# Prompt
Scan the records and identify every line in which the string "this" occurs, then return those lines.

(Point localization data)
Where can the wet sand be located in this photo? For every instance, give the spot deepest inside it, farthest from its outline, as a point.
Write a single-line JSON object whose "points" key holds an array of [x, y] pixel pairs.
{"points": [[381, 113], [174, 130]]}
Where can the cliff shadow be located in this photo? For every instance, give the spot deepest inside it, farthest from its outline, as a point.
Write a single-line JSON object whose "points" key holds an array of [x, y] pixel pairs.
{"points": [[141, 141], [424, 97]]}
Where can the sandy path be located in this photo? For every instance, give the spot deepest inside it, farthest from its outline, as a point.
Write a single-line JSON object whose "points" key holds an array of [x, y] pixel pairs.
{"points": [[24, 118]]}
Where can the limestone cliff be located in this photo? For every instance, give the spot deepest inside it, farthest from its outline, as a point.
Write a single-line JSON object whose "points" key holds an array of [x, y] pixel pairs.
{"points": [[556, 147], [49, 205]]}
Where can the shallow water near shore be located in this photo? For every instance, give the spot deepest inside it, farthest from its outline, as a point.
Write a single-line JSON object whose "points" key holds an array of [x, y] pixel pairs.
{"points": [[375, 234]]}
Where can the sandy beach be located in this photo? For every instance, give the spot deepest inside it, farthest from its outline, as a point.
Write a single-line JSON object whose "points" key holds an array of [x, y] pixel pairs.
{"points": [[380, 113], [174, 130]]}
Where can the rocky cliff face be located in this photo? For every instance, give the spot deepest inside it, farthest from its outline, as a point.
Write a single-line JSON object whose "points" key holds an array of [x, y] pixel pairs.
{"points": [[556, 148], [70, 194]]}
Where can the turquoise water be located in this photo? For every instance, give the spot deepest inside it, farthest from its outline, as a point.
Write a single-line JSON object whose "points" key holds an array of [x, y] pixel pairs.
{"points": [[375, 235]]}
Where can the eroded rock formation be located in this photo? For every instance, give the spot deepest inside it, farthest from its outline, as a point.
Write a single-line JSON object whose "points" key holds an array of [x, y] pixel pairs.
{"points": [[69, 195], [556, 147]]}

# Written response
Where can the wet sand be located in this photo? For every instance, give the spot deepest inside it, farthest from its outline, as a point.
Where can the cliff shadow be located in this photo? For every instance, give the spot deepest inside it, farthest from its outline, as a point.
Where can the sandy path be located in this photo? For every instance, give the spot deepest inside it, farthest from its outline, as a point.
Where can the limestone cliff be located in this photo? For every instance, give the spot deepest inside it, farthest from its outline, as a point.
Where can the shallow water near shore be located in this photo? For every instance, give the spot deepest inside it, farthest from its outline, as a point.
Where can the sandy beach be located in this photo? For every instance, give the spot deepest inside it, farthest from its outline, as a point.
Where can the rocky cliff face be located in this photo? For every instance, give the spot deepest inside it, farthest from its outline, as a point.
Where can the turquoise water be located in this photo? For every instance, give the spot deepest inside it, farthest from its outline, as a point.
Where can the eroded rock formation be located in this photo? For every instance, give the spot deepest inside it, farthest from its outline, as a point.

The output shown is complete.